(WHAT TO WORK ON)
Reproduce each record exactly, leaving nothing out.

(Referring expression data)
* * * * * * *

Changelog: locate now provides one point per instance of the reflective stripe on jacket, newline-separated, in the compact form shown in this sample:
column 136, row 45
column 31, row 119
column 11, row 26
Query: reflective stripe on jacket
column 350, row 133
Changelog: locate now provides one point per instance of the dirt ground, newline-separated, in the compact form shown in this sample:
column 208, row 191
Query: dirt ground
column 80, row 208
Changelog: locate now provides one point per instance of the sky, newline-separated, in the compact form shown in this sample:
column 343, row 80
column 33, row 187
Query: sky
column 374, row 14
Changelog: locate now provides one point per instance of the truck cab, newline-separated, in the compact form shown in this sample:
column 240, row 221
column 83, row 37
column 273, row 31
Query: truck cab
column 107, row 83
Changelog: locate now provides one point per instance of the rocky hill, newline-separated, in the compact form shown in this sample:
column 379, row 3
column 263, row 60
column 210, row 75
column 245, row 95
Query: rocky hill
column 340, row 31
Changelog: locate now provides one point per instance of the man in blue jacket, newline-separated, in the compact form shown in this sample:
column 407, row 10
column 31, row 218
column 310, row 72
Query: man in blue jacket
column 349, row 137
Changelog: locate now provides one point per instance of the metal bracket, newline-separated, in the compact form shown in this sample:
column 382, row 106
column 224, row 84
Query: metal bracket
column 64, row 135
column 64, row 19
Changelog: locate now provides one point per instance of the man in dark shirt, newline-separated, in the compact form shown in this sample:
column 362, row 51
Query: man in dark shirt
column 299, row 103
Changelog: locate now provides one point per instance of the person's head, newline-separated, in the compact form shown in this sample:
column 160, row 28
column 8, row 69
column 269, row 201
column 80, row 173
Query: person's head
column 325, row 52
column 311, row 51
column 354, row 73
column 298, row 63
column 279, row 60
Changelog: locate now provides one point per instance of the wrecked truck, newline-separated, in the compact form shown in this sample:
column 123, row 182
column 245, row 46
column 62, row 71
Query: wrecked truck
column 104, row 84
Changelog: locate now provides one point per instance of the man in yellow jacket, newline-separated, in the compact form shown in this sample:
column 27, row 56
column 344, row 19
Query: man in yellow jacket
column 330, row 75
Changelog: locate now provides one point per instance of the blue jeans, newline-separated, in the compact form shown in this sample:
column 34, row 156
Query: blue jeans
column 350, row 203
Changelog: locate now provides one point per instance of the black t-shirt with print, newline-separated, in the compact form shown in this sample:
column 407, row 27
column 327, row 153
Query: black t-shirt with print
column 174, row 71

* * * * * * *

(EXERCISE SOLUTION)
Changelog: locate now provides one point per instance of the reflective stripe on jacket, newline-separated, in the compact form shown in this sample:
column 136, row 45
column 31, row 119
column 11, row 26
Query: reflective stripe on jacket
column 350, row 133
Changelog: locate now provides one point per instance of the dirt ground, newline-separated, in the compact form shown in this sample:
column 208, row 191
Query: dirt ground
column 80, row 208
Changelog: locate now provides one point per instance of the sky, newline-separated, in the compact form shown in this sample:
column 343, row 80
column 33, row 187
Query: sky
column 374, row 14
Changelog: locate now provides one point per instance of the truck cab, newline-separated, in the compact form shown in this sample:
column 240, row 221
column 83, row 37
column 273, row 31
Query: truck cab
column 107, row 83
Changelog: locate now provides one point per instance of the rocky hill, newline-separated, in the compact form shown in this sample:
column 379, row 3
column 263, row 60
column 210, row 75
column 245, row 95
Query: rocky hill
column 340, row 31
Changelog: locate now provides one point per instance of the man in blue jacket, newline-separated, in the compact form shown in this sample:
column 407, row 10
column 31, row 218
column 310, row 72
Query: man in blue jacket
column 349, row 137
Changelog: locate now provides one point per instance of the metal bracket, newline-separated, in the compact form shown in this sample:
column 382, row 106
column 224, row 84
Query: metal bracket
column 64, row 135
column 64, row 19
Changelog: locate now provides one point per instance of the man in dark shirt, newline-separated, in the compact form shown in this sample:
column 362, row 51
Query: man in dark shirt
column 299, row 103
Changelog: locate now provides one point per instance of the person's head, newline-separated, in the compact form shown in this sample:
column 160, row 28
column 8, row 69
column 269, row 201
column 80, row 173
Query: person's head
column 325, row 52
column 311, row 51
column 354, row 73
column 298, row 63
column 279, row 60
Changelog: locate now provides one point per instance of the wrecked truck, newline-separated, in the compact form shown in this sample:
column 123, row 182
column 245, row 46
column 62, row 71
Query: wrecked truck
column 104, row 84
Changelog: locate now provides one point per instance of the man in yellow jacket, newline-separated, in the compact form shown in this sample:
column 27, row 56
column 344, row 19
Query: man in yellow jacket
column 330, row 75
Changelog: locate now provides one point per instance of the blue jeans, newline-separated, in the compact form shown in this sample:
column 34, row 156
Query: blue jeans
column 350, row 203
Changelog: locate now provides one point per instance of the black t-shirt with print, newline-separated, in the compact form shown in this sample:
column 407, row 27
column 327, row 153
Query: black t-shirt with print
column 174, row 71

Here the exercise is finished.